* **Data listing**:
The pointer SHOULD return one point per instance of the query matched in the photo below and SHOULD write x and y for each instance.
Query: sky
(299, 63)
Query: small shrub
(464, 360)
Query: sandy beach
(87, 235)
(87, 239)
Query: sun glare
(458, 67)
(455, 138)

* **Task goal**:
Copy out each entry precisely. Leave nothing out.

* **Solution**:
The pointer SHOULD return one point per instance of the query matched in the photo below and SHOULD write x and y for each instance.
Query: sky
(299, 63)
Query: small shrub
(464, 360)
Query: sandy beach
(87, 235)
(87, 239)
Query: sun glare
(458, 67)
(455, 138)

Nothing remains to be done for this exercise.